§ Passage shown

• • • •

The leading comrades in the Composers' Union alleged here that there is no oligarchy in the Composers' Union. If so, the question arises: why do they hold so tenaciously to the leading posts in the Union? Is it that they like domination for the sake of domination? In other words, have people taken power into their hands because they enjoy power for the sake of power, because the administrative appetite got the better of them, and people simply want lo lord it over others, like Vladimir Galitsky in Prince Igor? (Laughter.) Or is this domination exercised for the sake of a definite trend in music? I think we can discord the first hypothesis; the second is more correct. We have no reason to say that leadership in the Union is not connected with a trend. No such charge can be made, for instance, against Shostakovich. It follows, then, that it was domination for the sake of the trend.
And, indeed, we are faced with a very acute, although outwardly concealed struggle between two trends in Soviet music. One trend represents the healthy, progressive principle in Soviet music, based upon recognition of the tremendous role of the classical heritage, and, in particular, the traditions of the Russian musical school, on the combination of lofty idea content in music, its truthfulness and realism, with profound, organic ties with the people and their music and songs – all this combined with a high degree of professional mastery. The other trend is that of formalism, which is alien to Soviet art, and is marked by rejection of the classical heritage under the guise of seeming novelty, by rejection of popular music, by rejection of service to the people in preference for catering to the highly individualistic emotions of a small group of select aesthetes.
This latter trend substitutes music that is false, vulgar and often simply pathological, for natural and beautiful human music. At the same time it is typical of this latter trend that it avoids frontal attacks, preferring to conceal its revisionistic activity behind a mask of seeming agreement with the fundamental tenets of socialist realism. Such "contraband" methods are, of course, not new. There are plenty of examples in history of revisionism under the guise of seeming agreement with the fundamental tenets of the teaching that is being revised. The more necessary is it, then, to expose the true essence of this other trend, and the harm it is doing to the development of Soviet music.
Let us examine the question of attitude towards the classical heritage, for instance. Swear as the above-mentioned composers may that they stand with both feet on the soil of the classical heritage, there is nothing to prove that the adherents of the formalistic school are perpetuating and developing the traditions of classical music. Any listener will tell you that the work of the Soviet composers of the formalistic trend is totally unlike classical music. Classical music is characterised by its truthfulness and realism, by the ability to attain to unity of brilliant artistic form with profound content, to combine great mastery with simplicity and comprehensibility. Classical music in general, and Russian classical music in particular, are strangers to formalism and crude naturalism. They are marked by lofty idea content, based upon recognition of the musical art of the peoples as the wellspring of classical music, by profound respect and love for the people, their music and songs.

• • • •

§ Material shown

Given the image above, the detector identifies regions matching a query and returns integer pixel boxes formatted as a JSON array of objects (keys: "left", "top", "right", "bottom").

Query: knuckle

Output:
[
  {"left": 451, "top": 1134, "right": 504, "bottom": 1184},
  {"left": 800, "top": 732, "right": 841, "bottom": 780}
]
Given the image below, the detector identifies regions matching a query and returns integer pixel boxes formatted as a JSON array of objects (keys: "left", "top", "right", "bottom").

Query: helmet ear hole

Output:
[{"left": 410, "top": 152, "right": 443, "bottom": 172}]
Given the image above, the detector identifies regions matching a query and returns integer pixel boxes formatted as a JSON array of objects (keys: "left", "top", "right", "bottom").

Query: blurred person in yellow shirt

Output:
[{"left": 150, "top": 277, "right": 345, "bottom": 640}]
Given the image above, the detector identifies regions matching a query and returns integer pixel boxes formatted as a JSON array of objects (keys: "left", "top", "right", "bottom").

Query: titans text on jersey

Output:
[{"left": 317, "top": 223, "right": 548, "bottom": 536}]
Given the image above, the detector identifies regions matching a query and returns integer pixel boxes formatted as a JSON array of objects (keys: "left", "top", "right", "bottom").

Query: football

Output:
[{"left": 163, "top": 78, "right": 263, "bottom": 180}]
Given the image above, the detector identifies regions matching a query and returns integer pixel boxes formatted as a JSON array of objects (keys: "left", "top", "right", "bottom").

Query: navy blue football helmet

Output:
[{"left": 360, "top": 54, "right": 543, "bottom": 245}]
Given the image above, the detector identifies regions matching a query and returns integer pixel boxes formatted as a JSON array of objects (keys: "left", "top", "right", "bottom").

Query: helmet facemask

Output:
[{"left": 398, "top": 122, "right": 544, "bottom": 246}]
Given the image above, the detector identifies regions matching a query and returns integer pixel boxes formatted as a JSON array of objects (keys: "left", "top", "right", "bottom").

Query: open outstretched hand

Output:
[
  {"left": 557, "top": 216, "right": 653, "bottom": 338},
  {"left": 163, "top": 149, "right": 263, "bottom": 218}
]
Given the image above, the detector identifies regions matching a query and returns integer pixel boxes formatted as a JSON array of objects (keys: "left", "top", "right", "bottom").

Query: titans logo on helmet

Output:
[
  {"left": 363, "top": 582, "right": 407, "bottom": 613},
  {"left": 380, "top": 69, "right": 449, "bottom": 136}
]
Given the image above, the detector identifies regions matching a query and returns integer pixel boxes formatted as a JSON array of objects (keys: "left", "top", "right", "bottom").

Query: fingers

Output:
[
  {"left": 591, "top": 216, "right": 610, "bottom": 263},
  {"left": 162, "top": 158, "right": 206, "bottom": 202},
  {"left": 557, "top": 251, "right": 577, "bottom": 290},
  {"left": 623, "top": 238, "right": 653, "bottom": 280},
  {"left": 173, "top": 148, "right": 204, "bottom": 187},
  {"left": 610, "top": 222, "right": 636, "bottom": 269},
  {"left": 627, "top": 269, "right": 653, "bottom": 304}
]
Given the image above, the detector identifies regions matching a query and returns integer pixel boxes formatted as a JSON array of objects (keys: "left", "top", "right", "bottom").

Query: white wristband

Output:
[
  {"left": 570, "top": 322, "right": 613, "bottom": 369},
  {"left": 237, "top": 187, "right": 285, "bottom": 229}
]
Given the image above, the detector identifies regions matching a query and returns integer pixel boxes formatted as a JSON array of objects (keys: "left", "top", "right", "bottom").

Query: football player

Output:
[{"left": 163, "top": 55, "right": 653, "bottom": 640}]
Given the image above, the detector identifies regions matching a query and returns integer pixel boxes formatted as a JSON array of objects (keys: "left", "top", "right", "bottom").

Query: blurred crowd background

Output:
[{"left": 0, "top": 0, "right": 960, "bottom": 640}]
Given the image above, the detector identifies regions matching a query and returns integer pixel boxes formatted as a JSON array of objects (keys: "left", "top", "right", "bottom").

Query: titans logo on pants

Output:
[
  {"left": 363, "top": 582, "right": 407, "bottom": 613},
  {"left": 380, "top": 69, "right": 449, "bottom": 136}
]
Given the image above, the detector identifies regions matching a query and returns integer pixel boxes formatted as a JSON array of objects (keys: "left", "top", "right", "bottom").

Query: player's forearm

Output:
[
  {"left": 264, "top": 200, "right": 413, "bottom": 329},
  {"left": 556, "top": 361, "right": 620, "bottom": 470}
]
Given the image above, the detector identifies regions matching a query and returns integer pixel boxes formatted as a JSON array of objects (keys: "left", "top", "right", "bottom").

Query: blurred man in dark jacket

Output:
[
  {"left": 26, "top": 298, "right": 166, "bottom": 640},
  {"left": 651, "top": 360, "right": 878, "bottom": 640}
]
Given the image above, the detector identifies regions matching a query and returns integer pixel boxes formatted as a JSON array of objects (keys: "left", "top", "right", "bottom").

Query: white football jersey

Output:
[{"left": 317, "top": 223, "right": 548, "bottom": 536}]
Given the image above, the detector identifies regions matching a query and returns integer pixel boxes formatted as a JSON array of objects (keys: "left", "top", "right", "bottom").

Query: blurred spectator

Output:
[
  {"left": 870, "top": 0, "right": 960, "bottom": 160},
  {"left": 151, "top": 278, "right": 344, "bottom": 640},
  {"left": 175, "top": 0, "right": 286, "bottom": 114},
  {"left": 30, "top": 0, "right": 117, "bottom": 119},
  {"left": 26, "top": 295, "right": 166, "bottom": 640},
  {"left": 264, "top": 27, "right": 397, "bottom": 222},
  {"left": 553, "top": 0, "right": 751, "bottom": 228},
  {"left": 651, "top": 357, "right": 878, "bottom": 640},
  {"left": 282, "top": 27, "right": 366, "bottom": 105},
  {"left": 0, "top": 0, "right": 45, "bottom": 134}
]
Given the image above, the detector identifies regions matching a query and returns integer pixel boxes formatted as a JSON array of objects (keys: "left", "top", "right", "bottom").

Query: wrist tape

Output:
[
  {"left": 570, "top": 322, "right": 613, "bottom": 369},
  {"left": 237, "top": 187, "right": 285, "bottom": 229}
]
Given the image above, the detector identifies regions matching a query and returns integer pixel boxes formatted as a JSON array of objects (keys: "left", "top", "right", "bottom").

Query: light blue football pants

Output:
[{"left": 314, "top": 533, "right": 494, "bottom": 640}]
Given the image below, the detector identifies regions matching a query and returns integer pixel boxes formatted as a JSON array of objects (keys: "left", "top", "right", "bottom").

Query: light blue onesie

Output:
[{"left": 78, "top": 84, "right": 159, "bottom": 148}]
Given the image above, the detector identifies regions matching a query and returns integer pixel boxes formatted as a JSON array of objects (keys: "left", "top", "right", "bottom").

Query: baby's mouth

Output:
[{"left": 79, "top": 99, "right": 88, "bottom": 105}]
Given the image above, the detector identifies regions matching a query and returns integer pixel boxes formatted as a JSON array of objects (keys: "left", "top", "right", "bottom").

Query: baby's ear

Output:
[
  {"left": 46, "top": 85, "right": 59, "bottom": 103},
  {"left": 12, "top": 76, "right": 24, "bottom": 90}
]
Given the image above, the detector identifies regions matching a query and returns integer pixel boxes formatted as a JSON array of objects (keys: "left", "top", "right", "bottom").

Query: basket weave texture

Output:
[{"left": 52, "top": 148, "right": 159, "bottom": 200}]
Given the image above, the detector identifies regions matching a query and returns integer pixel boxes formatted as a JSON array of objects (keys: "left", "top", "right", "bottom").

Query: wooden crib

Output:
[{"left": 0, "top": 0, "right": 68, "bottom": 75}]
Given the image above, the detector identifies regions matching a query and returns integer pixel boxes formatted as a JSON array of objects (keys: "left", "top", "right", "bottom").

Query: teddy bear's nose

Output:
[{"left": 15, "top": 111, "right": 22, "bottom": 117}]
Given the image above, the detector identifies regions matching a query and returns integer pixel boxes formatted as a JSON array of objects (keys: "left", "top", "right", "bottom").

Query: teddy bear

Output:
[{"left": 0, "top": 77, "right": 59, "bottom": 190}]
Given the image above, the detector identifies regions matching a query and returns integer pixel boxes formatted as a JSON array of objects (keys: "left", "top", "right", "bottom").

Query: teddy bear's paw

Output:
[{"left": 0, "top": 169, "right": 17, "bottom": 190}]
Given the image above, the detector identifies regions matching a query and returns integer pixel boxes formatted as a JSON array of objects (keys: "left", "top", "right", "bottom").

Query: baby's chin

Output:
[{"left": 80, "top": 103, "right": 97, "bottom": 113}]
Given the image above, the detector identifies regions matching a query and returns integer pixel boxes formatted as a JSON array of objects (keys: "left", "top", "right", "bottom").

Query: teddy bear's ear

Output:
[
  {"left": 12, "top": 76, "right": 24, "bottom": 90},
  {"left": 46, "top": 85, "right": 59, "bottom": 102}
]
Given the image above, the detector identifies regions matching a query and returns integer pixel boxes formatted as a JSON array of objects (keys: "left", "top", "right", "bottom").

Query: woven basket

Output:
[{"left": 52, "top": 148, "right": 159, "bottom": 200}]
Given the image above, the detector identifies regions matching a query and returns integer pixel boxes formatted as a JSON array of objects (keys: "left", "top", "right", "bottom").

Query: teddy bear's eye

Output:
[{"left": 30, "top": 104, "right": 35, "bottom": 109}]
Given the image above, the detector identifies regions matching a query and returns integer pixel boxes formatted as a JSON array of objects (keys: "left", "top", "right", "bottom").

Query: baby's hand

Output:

• • • •

§ Exercise
Carry on the passage about the two trends in Soviet music, starting right after its final sentence.

§ Final result
What a step back from the highroad of musical development our formalists make when, undermining the bulwarks of real music, they compose false and ugly music, permeated with idealistic emotions, alien to the wide masses of people, and catering not to the millions of Soviet people, but to the few, to a score or more of chosen ones, to the "elite"! How this differs from Glinka, Chaikovsky, Rimsky-Korsakov, Dargomyjsky and Mussorgsky, who regarded the ability to express the spirit and character of the people in their works as the foundation of their artistic growth. Neglect of the demands of the people, their spirit and art means that the formalistic trend in music is definitely anti-popular in character.
It is simply a terrible thing if the "theory" that "we will be understood fifty or a hundred years hence", that "our contemporaries may not understand us, but posterity will" is current among a certain section of Soviet composers. If this altitude has become habitual, it is a very dangerous habit.
This type of reasoning means isolation from the people. If I – writer, artist, man of letters or Party worker – cannot count upon being understood by my contemporaries, for whom do I live and work? This can only lead to spiritual vacuity, to a blind alley. It is said that certain sycophantic musical critics are whispering this kind of "consolation" to our composers especially now. But can composers listen to this advice coolly and not feel like stigmatizing such advisers at least in a court of honour?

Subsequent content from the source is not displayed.